Document segment:
In this process, the reflected light beams from the focus point return through the same optical paths as that of the incident light beams and refocus on the end plane of the exit hole of the semiconductor laser 35. Since the half mirror film 40 is provided only at the laser exit hole, most of the returning light does not focus there and therefore is only partially reflected by the half mirror film 40 so that only a portion of the reflected light enters the photodiode 41. In other words, the half mirror film 40 of this semiconductor laser 35 serves as a small pin hole to form a confocal optical system.

Under such conditions, when the electrodes 54a and 54b of the scan mirror are alternately charged by the XY driving circuit 65 of the controlling part 3 and the silicon substrate 31 is connected to the ground, the electrodes 54a and 54b of the scan mirror, when each of them is positively charged, pulls against the substrate with the power of static electricity causes the center part 58 of the scan mirror 36 to pivot around the hinge 57 as the rotation axis. Correspondingly, the position of the focus 38 of the laser light is scanned in the X direction of the scanning plane (in the vertical direction against the plane of the sheet) as shown in FIG. 5. Similarly, by alternately charging the electrodes 54c and 54d positively, the center part 58 of the scan mirror 36 rocks around the hinge 56 as the rotation axis. As a result, the position of the focus 39 of the laser light is scanned in the Y direction of the scanning plane (orthogonal to the X direction).

Here, by making the oscillation frequency in the Y direction sufficiently slow compared to the frequency of the scanning in the X direction, by controlling the scanning according to an appropriate timing, the focus 39 scans the plane of the subject in sequence as shown in FIG. 9. By this process, reflected light from every point of the plane of the scanned subject is received at the photodiode 41.

The light beams are converted to electric signals by the photodiode 41, and these electric signals are amplified at the amplifying circuit 67 of the controlling part 3. The signals which are amplified there are transferred to the image processing circuit 68. At the image processing circuit 68, the signals are computed to identify which focus position each signal originates from by referring to the driving waveforms of the XY circuit 65. Further, the intensities of the reflected lights at the individual points are computed in image processing circuit 68 to be displayed accordingly on the monitor. By repeating this process, the reflected lights from the scanning plane are imaged on the monitor. In addition, the image date can be recorded onto the recording device 70 as needed.

Moreover, by driving the Z-axis actuator 35 with the Z driving circuit 66, it is possible to shift the focus position in the Z direction as shown in FIG. 4. By incorporating the images obtained in the manner described above, images of the viewed sample which can be shifted in the Z direction of the sample can be observed. Furthermore, the image processing circuit 68 records the data of a plurality of scanned images from different positions in the Z direction and the outputs of the Z-axis driving circuit 66 for each of the individual images onto the recording device 70, and also constructs three-dimensional images with reference to the data and outputs and displays the images on the monitor.

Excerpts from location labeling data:

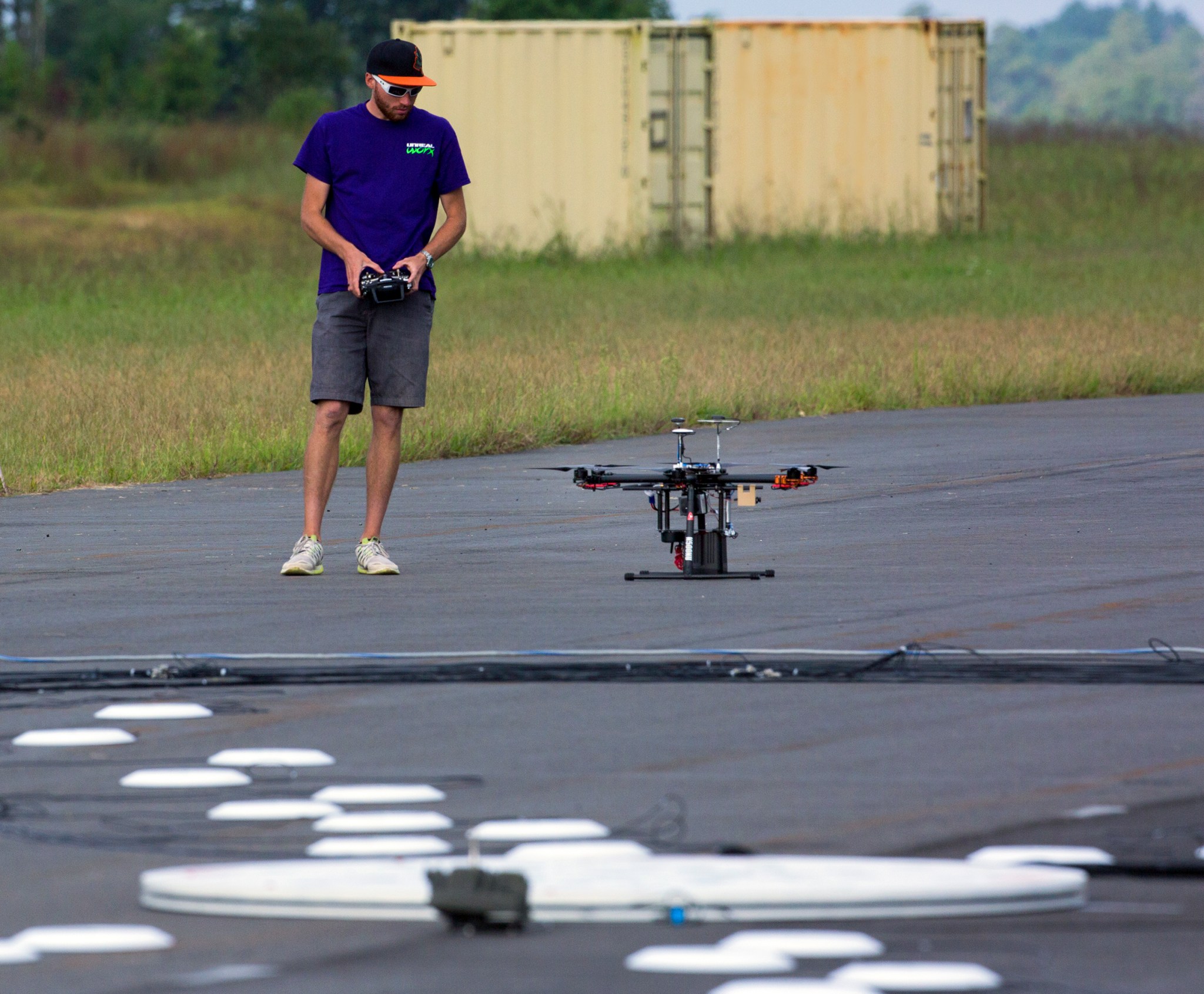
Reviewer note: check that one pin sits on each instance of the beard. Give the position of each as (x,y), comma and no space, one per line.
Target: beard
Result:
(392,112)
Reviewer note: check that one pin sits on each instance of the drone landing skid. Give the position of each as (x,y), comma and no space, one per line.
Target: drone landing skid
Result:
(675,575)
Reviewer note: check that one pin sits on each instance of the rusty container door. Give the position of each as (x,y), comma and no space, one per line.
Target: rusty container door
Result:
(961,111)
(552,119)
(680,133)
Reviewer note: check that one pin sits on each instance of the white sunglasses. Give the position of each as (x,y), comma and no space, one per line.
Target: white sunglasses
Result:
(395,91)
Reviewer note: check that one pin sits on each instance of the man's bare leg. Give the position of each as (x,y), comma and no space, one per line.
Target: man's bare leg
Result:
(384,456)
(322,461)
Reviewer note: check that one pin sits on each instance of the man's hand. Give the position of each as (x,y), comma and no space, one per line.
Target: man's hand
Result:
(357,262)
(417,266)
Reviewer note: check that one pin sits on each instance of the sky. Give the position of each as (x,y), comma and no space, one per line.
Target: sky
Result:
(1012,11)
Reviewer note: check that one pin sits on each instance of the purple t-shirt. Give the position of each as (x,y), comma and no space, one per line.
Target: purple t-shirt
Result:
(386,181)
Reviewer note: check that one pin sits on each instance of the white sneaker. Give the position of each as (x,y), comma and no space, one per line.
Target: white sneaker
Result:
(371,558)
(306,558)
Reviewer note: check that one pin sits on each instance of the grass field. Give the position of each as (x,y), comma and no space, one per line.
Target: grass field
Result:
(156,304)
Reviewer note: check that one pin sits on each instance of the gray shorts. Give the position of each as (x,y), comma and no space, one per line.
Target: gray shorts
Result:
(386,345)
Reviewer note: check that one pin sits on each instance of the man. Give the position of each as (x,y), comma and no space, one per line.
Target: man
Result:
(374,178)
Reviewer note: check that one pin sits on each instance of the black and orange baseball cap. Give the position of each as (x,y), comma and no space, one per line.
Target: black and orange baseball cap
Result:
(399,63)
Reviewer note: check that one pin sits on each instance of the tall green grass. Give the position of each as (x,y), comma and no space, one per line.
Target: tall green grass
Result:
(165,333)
--
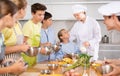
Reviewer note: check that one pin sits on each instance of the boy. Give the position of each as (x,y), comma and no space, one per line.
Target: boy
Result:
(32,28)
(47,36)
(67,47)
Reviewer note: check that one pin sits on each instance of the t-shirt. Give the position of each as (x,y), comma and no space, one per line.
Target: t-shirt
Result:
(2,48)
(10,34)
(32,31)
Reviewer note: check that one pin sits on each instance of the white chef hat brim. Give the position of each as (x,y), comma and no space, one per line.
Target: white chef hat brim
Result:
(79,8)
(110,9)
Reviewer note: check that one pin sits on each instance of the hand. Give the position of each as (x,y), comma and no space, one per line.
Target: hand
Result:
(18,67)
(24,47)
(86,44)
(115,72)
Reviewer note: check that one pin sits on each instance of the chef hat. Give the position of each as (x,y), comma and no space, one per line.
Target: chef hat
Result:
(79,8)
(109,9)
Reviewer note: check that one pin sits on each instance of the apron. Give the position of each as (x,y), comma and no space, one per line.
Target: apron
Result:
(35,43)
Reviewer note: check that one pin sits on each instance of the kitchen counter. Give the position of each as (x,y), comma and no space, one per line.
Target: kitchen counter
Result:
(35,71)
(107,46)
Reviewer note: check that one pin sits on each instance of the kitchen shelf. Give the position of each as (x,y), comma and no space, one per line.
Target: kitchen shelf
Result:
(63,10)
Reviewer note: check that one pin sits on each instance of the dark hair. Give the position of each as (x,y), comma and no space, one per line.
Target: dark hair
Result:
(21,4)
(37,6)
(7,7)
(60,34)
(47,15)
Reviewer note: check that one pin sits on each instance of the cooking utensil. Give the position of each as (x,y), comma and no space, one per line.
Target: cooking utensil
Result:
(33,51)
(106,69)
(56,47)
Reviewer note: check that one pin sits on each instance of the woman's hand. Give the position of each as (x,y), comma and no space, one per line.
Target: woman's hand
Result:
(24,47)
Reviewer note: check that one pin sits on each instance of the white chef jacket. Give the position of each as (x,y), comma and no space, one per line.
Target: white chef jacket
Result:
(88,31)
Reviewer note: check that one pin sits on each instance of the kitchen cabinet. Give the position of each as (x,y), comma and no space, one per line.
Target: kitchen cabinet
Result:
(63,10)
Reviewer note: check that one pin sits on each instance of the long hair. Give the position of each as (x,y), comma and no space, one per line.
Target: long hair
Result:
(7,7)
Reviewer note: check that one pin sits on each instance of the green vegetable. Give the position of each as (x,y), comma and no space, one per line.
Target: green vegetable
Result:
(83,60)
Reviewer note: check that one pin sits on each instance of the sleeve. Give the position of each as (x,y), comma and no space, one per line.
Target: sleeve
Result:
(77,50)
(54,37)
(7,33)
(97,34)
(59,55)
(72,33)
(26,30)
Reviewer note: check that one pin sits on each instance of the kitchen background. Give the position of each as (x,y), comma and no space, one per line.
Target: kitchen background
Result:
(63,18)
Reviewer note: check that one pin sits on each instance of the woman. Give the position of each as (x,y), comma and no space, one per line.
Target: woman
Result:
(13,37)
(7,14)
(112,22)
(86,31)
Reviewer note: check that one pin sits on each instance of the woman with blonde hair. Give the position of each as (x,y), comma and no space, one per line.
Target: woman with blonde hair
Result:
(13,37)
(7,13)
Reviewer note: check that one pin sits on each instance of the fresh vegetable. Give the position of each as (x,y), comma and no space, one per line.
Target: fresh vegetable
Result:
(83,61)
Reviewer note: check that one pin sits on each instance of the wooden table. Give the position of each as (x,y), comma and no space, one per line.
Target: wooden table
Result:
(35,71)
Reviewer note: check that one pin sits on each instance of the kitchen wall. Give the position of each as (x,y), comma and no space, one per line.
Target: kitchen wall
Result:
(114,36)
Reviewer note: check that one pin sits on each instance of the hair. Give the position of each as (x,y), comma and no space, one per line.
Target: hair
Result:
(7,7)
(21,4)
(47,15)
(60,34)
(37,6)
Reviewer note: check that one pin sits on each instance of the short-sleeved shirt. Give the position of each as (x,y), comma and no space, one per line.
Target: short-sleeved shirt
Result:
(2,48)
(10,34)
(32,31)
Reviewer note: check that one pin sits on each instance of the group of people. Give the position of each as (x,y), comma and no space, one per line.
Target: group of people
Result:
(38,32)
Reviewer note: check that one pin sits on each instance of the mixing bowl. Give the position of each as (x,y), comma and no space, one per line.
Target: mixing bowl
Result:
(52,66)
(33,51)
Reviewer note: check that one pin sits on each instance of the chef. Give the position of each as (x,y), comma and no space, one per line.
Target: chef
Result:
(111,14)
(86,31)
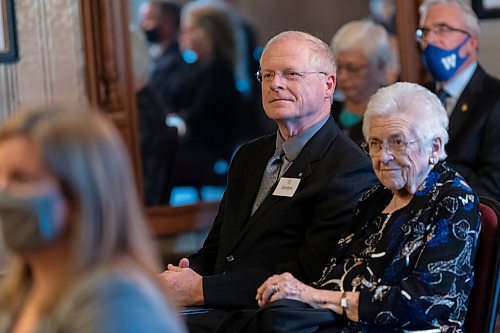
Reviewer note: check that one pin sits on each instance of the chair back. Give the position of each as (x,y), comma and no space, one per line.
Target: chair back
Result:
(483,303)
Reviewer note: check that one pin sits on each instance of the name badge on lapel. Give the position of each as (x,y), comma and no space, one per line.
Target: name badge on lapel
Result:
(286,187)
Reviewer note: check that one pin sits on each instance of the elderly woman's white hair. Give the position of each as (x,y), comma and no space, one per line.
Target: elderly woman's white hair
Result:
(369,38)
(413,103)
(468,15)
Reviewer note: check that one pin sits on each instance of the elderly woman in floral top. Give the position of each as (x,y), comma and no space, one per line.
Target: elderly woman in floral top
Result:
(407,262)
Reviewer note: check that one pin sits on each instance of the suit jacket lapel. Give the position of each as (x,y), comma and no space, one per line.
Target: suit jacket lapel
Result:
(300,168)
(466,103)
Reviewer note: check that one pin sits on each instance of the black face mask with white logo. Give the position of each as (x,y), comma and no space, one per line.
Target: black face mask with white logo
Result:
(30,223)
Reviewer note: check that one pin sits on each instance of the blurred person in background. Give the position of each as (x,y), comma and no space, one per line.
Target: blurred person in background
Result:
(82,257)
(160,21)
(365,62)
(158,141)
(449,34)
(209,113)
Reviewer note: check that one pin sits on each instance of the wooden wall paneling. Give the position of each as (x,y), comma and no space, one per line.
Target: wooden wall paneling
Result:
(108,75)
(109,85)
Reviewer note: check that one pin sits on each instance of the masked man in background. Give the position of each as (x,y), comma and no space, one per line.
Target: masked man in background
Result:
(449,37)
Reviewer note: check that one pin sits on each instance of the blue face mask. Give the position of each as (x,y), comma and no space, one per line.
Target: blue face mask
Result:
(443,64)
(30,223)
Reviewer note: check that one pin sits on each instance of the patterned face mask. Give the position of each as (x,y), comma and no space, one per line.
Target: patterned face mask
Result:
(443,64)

Set task: According to the scanner passage, why does reflected light from every point of the subject's scanned plane reach the photodiode 41? Answer in one to three sentences. Rely only on the scanner passage when responding.

Answer to this task: The Y-direction oscillation frequency is made sufficiently slow compared with the X-direction scanning frequency, and the scanning is controlled with appropriate timing. As a result, the laser focus scans the subject's plane in sequence, so the photodiode 41 receives reflected light from every point of that plane.